+++ Extract +++

Alexander Economou v David de Freitas

Reference: [2016] EWHC 1853 (QB); [2017] EMLR 4

Court: High Court, Queen's Bench Division

Judge: The Honourable Mr Justice Warby

Date of judgment: 27 Jul 2016

Summary: Libel - newspapers, radio, television - identification - responsibility for publication - meaning - serious harm - publication on matter of public interest - Defamation Act 2013 sections 1 and 4

Appearances: Jonathan Barnes KC (Claimant)  Gervase de Wilde (Claimant) 

Instructing Solicitors: Fieldfisher for the Claimant; Hanover Bond Law for the Defendant


The Defendant (“D”) was the father of the late Eleanor de Freitas. In December 2012, Ms de Freitas and the Claimant (“C”) had a relationship. In January 2013 she accused him of rape. C was arrested but never charged. In August 2013 C brought a private prosecution against Ms de Freitas alleging that she had accused him falsely, with intent to pervert the course of justice. The Crown Prosecution Service took over the prosecution and continued it. Ms de Freitas denied the charge. Four days before the trial date in April 2014 Ms de Freitas, who suffered from bipolar affective disorder, killed herself.

+++ Data provided +++

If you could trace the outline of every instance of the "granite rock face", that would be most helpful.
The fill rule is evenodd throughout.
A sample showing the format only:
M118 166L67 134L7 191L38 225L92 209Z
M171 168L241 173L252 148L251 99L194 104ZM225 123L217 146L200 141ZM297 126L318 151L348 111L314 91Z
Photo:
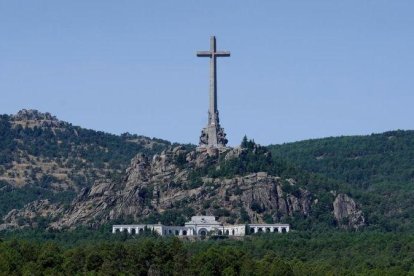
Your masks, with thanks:
M333 213L339 226L360 228L365 225L365 217L355 200L346 194L338 194L333 202Z
M153 213L187 208L195 214L215 215L224 223L242 222L241 212L251 222L263 222L265 217L278 221L294 212L309 214L313 204L309 191L288 194L282 179L264 172L227 179L191 178L193 169L215 162L223 154L224 158L227 154L227 158L237 158L235 152L240 151L188 152L176 147L151 158L137 155L122 183L96 183L52 226L95 225L126 218L141 221Z
M7 224L3 227L19 227L19 218L36 215L49 216L49 226L57 229L96 227L110 221L140 222L166 211L213 215L223 223L279 222L295 214L311 215L318 199L293 179L266 172L229 178L195 174L206 166L210 170L219 167L219 160L243 154L245 149L240 148L200 151L182 146L152 157L139 154L131 160L122 180L96 182L81 190L69 208L38 202L13 210L3 219ZM338 195L334 210L335 218L341 223L347 221L350 227L365 223L354 200L346 195Z
M59 128L68 123L58 120L49 112L42 113L35 109L22 109L12 116L14 122L24 122L27 126L39 126L45 128Z

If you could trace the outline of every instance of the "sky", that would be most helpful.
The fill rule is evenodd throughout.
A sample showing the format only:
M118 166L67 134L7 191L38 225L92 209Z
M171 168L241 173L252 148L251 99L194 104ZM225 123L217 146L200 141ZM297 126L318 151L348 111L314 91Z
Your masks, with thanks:
M414 129L414 1L0 0L0 113L197 144Z

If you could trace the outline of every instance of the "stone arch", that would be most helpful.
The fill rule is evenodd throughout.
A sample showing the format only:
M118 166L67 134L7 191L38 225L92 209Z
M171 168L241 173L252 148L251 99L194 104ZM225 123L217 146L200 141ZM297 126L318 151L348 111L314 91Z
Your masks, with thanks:
M207 231L206 228L201 228L201 229L198 230L198 235L199 236L207 236L207 233L208 233L208 231Z

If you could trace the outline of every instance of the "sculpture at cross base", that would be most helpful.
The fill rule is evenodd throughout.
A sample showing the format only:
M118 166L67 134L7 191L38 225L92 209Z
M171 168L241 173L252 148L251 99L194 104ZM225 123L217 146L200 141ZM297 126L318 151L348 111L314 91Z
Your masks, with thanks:
M216 37L210 37L210 51L197 52L198 57L210 58L210 105L207 126L201 131L199 148L225 148L226 134L220 126L217 109L217 57L229 57L230 52L216 50Z

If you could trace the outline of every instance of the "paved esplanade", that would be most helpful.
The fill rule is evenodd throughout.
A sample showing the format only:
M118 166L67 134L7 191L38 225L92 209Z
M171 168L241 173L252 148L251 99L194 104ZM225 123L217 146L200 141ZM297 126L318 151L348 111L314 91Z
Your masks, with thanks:
M208 110L208 124L200 136L200 147L225 147L227 144L224 129L220 127L217 109L217 58L229 57L230 52L216 50L216 37L210 37L210 51L197 52L198 57L210 58L210 106Z

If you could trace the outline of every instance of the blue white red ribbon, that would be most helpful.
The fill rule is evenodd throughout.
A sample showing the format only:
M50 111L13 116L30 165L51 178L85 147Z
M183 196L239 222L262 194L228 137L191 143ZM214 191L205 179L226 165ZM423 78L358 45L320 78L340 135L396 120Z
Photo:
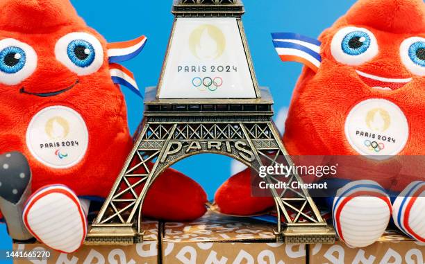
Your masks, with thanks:
M385 190L375 182L362 180L347 184L338 191L332 207L335 230L338 236L343 240L344 236L341 229L340 214L345 204L358 196L377 197L382 199L388 205L390 211L392 209L391 201Z
M137 56L144 47L147 38L141 36L135 39L108 44L109 62L122 62Z
M317 71L322 63L319 40L291 33L272 33L272 37L283 61L301 62Z
M142 97L138 84L134 78L133 73L126 67L117 63L109 64L109 71L114 83L124 85L135 92L138 96Z
M410 227L408 215L411 213L415 202L417 199L422 198L424 192L425 182L414 182L400 194L393 205L393 218L397 227L412 238L421 242L425 242L425 237L415 232L414 229Z

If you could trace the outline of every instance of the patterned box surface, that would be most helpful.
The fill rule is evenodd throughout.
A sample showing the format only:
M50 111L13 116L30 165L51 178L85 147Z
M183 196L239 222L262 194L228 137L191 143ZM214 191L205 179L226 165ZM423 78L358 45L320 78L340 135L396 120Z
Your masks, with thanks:
M334 245L312 245L308 249L310 264L424 263L425 243L389 230L373 245L351 248L341 241Z
M274 243L274 225L208 212L197 221L164 225L162 260L178 263L305 264L304 245Z

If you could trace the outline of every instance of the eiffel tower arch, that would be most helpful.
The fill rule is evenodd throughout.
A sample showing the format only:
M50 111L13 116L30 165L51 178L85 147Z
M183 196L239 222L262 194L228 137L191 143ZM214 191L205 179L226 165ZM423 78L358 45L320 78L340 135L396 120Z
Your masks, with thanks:
M172 40L169 44L158 87L147 89L144 117L138 129L138 137L111 192L92 223L87 243L128 244L142 241L142 208L149 188L166 168L185 157L201 153L224 155L244 163L253 172L258 172L262 166L292 164L272 119L274 112L271 94L267 89L260 88L257 85L240 19L244 12L242 3L238 0L180 0L174 4L173 12L176 19L170 37ZM209 20L205 20L208 23L204 24L206 17ZM177 37L183 35L187 28L190 28L194 23L194 29L189 31L195 32L195 37L202 35L197 34L199 28L219 32L219 28L209 26L216 20L227 25L227 28L222 29L224 33L237 32L240 35L240 39L230 38L227 42L233 42L237 46L232 47L231 52L242 52L243 59L233 62L232 67L228 66L226 75L223 73L214 80L209 77L203 80L201 77L193 78L190 73L188 80L191 82L188 82L193 87L186 91L189 85L179 85L188 80L188 73L180 73L184 71L183 67L180 66L182 62L173 61L181 60L173 51L180 41ZM220 42L220 39L217 42L217 46L224 43ZM178 53L184 53L178 48ZM222 67L224 71L226 67ZM176 69L178 73L176 73ZM197 71L201 68L188 69L194 69ZM236 70L232 73L231 69ZM246 69L244 76L244 69ZM232 75L231 78L229 75ZM168 82L170 79L174 82ZM179 81L176 82L176 80ZM247 86L240 89L239 94L222 90L226 98L213 94L219 87L228 90L236 86L222 87L225 81L229 80L234 84L244 83ZM205 86L203 90L193 90L202 85ZM212 86L215 87L211 89ZM212 94L205 94L210 93L208 90ZM179 94L181 91L183 95ZM244 96L245 94L249 96ZM272 175L265 178L268 183L281 179ZM285 181L303 182L297 174L289 175ZM283 191L270 189L270 191L278 213L278 224L274 230L276 241L335 241L335 232L322 219L305 189L288 188Z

+++

## [Required work]
Continue the case summary on the Economou v de Freitas libel judgment after its last sentence. The entries have no connection to the case summary.

## [Answer to the exercise]
There was to be an inquest into Ms de Freitas’ death in November 2014. D wanted the inquest expanded to include an examination of the role of the CPS. The Coroner initially ruled against this, and D was advised by his solicitor to “go public”. This he did with a series of media statements and broadcasts in November and December 2014, over seven of which C sued for libel: two articles in The Guardian quoting a press statement written by D, a BBC Radio 4 Today  interview of D, and another interview he gave on the BBC TV News channel, reports in The Daily Telegraph and The Guardian of a further press release issued in December 2014 on D’s behalf by his solicitors, and an article written by D himself in The Guardian. The newspaper coverage considered was principally that carried online.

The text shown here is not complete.